Task objective: Transcribe word for word every line of the items below, from the line containing "Find the ring" down to the line containing "[(639, 139)]", including both of those lines.

--- start of Material for this task ---

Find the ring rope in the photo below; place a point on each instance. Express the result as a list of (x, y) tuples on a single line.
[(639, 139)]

--- end of Material for this task ---
--- start of Material for this task ---

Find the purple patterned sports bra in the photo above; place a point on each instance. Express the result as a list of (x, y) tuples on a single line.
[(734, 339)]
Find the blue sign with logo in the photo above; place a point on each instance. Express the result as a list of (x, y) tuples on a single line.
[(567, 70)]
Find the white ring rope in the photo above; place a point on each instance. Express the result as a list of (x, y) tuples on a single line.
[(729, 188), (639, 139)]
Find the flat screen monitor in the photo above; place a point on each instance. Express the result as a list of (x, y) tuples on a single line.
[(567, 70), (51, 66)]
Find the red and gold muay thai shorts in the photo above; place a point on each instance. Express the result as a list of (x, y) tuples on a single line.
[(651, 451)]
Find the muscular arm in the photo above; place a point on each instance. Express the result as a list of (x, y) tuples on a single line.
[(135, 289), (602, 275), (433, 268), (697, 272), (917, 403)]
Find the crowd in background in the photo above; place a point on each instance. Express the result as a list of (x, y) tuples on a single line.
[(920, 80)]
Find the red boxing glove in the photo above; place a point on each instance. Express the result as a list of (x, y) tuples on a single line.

--- end of Material for this task ---

Reply to the task:
Find the ring rope in the photo below; place a point on each instance. Express the result as a list of (x, y) tuples on a single line.
[(639, 139)]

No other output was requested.